## Work to complete
**A)** Render this sentence from the Marriott merger article in Spanish: "The most aspirational awards are rarely easy to find."
**B)** Extend the article on lessons from the Marriott and SPG merger, picking up after its last sentence.

## Document segment
1. The Importance of Record Keeping
The merger of the programs is still underway, but it's already clear that there are problems with data not combining correctly between Marriott and SPG accounts, and the specific problems seem to vary from person to person. For example, my combined year-to-date elite nights are 6 short of my individual Marriott and SPG totals, and my points still haven't been refunded for a cancelled reservation (more on that later). While I'm content with giving it another few days to see if the problem will fix itself, I have screenshots of my old account balances if I need to make my case to Marriott.
Record keeping is important when you know systems are going to be changed or updated, but it can also help you out in other situations. If you have a customer service agent promise you courtesy points or tell you over the phone that your current problems are covered by travel insurance, write down the date and time of the call, the name of the agent you spoke to and the exact promises that were made.
I once had to fight Chase for a travel insurance reimbursement when an agent incorrectly told me that my girlfriend was covered under my Chase Sapphire Reserve travel benefits. The bank was able to listen to recordings of the call since I gave them the exact date and time, and while she technically shouldn't have been covered, Chase was willing to make an exception based on the bad information I'd been given. In that case, it saved me almost $500, while with the Marriott merger those six elite nights might be the difference between me qualifying for Platinum Premier or remaining a regular Platinum elite for next year.
2. Perseverance Is Key
The most aspirational awards are rarely easy to find. Trying to redeem for Singapore Suites? Expect to spend days or even weeks conducting multiple award searches, and even then you might not find any elusive saver availability. I knew which awards I wanted to book under the new Marriott award chart, and knew the limited dates I could travel. So I called... and called... and called again, even when I knew that the award booking system was still down. I probably called Marriott and SPG's Malaysian call center 20+ times over a 3 day period.
Is that overkill? Almost definitely, but it worked. I'd rather waste 20 phone calls to book the awards I want than only call once to find that the space was already gone.
3. Backup Plans Exist For a Reason
Marriott did a fairly good job communicating details of the program merger ahead of time, but there were still some unanswered questions heading into last Saturday. For example, we knew that awards at all-suite properties would be available at "standard" rates of 60,000 points per night, but we didn't know which room types this would apply to or how abundant the award space would be.
For anyone planning a dream Maldives vacation, this ended up being especially important. Standard awards booked into garden villas, but there are only four at the entire property, meaning many days had no award space at all.
As badly as I wanted to go to the Maldives, I knew the odds were stacked against me. So a few weeks before the merger, I booked a refundable award stay at the Le Meridien Seychelles. While not nearly as aspirational, it's a beautiful hotel on an incredibly pristine beach and would have made for an amazing vacation. Most importantly, since I didn't have much flexibility with my travel dates, it guaranteed that I would have a beach to relax on in February. I was able to cancel this reservation after my Maldives reservation was confirmed, and while my points still haven't been refunded, there's no penalty for cancelling the reservation this far in advance. So since I had enough extra points lying around, it cost me nothing to hedge my bets.
In fact, I actually took things one step further and used the same technique on my flights, booking a Qsuites award ticket from Shanghai (PVG) to Male (MLE). I locked in the award space on the long-haul segment (again, on the date I needed to travel) and in the worst case scenario, American AAdvantage would have charged me $175 to change the two tickets to the Seychelles (SEZ) instead. I'm very happy with the risk/reward here, as it took a lot of pressure off me during the frenzy of the last week.

## Material
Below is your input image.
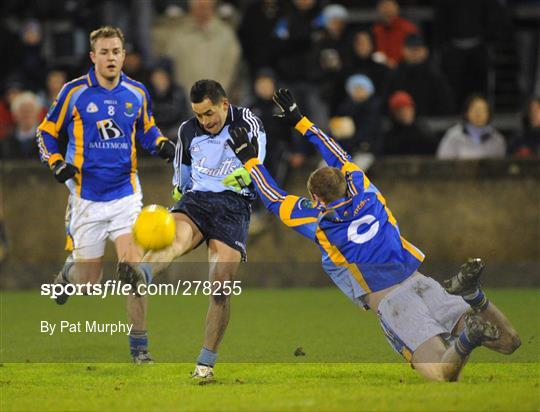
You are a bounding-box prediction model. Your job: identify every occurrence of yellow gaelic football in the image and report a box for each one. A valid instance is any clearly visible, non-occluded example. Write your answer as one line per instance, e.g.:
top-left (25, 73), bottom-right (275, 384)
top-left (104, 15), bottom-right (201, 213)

## Outputs by task
**A)** Las recompensas más codiciadas rara vez son fáciles de encontrar.

**B)**
4. Check Early and Check Often
I've already mentioned perseverance, but timing is just as important. On Friday night, hours before the program merger "officially" started, a large amount of award space at the St. Regis Maldives (and presumably other all-suite properties) become bookable for only 90,000 Marriott points per night. While that was higher than the anticipated 60,000 points per night, many smart people took advantage of this opportunity to lock in the space on the dates they needed. Once the dust settles, they'll likely be able to call in and have the stays re-priced at 60,000 points per night — in the meantime, they were able to avoid the frenzied rush and sleep easy knowing they had a guaranteed reservation.
While it certainly doesn't happen every time, it's not uncommon with large complex technological projects like this for there to be brief windows of unexpected opportunity. Before the program merger started — and at several points throughout the early hours — there were 5 or 10 minute windows where in the midst of all the chaos, highly sought-after awards suddenly became available. If you really want to get in on a sale or deal like this, check early and check often. With a limited amount of award space and an unquantifiable amount of competition for it, being early is half the battle.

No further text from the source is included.